◆ **EXERCISE**: Below are entries; output exactly the lines from the one with "138L187 124L171 130L170" to the one with "box: [221, 169, 298, 244]", both included, and nothing else.

-- EXTRACTED MATERIAL follows --

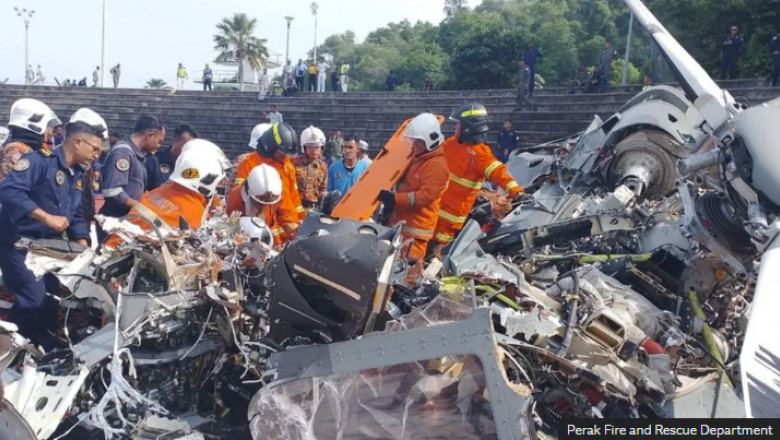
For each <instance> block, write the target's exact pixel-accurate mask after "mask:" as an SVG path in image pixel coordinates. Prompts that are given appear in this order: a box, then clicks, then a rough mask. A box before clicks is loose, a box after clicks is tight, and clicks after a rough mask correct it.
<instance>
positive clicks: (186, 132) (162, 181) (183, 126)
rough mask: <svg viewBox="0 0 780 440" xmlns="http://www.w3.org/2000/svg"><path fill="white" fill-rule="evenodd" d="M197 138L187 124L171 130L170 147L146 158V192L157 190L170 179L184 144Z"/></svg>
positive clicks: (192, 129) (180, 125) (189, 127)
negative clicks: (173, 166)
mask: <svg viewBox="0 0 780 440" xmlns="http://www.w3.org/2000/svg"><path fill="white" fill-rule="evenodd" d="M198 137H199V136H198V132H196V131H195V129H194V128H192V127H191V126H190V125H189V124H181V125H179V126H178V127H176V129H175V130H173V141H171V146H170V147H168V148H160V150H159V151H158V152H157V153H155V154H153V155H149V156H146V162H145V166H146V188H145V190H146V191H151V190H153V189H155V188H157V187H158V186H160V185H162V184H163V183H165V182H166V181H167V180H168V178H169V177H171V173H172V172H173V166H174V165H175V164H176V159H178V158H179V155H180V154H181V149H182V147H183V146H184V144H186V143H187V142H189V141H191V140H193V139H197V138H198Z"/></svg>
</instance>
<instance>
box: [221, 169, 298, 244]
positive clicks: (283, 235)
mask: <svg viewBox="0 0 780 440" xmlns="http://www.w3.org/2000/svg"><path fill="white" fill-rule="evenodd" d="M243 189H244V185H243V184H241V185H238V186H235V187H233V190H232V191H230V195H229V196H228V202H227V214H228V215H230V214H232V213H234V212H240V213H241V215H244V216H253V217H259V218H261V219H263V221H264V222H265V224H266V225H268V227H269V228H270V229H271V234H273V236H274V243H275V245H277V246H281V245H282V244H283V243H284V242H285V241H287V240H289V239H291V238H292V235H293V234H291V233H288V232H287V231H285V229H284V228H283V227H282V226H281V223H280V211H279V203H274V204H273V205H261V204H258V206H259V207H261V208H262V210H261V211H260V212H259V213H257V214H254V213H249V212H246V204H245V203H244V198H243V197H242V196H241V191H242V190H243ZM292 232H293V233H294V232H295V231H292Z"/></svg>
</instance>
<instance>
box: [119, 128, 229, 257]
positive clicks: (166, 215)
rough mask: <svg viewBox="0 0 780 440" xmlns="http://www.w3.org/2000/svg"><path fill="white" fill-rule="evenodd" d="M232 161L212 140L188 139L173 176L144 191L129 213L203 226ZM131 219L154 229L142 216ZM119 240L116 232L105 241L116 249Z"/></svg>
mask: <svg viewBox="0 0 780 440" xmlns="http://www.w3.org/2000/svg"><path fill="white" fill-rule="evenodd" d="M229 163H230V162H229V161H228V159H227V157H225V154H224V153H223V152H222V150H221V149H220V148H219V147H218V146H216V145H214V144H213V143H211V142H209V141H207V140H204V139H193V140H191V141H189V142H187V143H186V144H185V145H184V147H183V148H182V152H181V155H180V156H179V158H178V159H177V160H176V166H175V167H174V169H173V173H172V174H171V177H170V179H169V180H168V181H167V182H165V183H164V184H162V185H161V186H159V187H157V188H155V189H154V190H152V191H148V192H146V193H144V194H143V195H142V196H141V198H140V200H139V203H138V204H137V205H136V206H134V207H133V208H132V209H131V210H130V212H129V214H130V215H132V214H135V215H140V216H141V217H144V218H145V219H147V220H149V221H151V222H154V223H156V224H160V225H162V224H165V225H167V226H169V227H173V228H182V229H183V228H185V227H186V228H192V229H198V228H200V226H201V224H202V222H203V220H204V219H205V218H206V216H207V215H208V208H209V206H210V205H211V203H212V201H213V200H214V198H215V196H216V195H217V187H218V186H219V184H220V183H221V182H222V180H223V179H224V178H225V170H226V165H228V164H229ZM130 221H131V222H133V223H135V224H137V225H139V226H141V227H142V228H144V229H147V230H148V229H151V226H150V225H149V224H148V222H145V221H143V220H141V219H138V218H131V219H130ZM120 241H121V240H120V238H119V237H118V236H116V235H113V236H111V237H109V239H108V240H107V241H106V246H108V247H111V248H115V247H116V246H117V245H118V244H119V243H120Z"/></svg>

-- EXTRACTED MATERIAL concluded --

◆ **TASK RESULT**:
rough mask: <svg viewBox="0 0 780 440" xmlns="http://www.w3.org/2000/svg"><path fill="white" fill-rule="evenodd" d="M197 138L187 124L171 130L170 147L146 158V192L157 190L170 179L184 144Z"/></svg>
positive clicks: (192, 129) (180, 125) (189, 127)
negative clicks: (173, 166)
mask: <svg viewBox="0 0 780 440" xmlns="http://www.w3.org/2000/svg"><path fill="white" fill-rule="evenodd" d="M198 137H199V136H198V132H196V131H195V129H194V128H192V127H191V126H190V125H189V124H181V125H179V126H178V127H176V129H175V130H173V141H171V146H170V147H168V148H160V150H159V151H158V152H157V153H155V154H153V155H149V156H146V162H145V166H146V188H145V190H146V191H151V190H153V189H155V188H157V187H158V186H160V185H162V184H163V183H165V182H166V181H167V180H168V178H169V177H171V173H172V172H173V166H174V165H175V164H176V159H178V158H179V155H180V154H181V149H182V147H183V146H184V144H186V143H187V142H189V141H191V140H193V139H197V138H198Z"/></svg>
</instance>
<instance>
box: [221, 169, 298, 244]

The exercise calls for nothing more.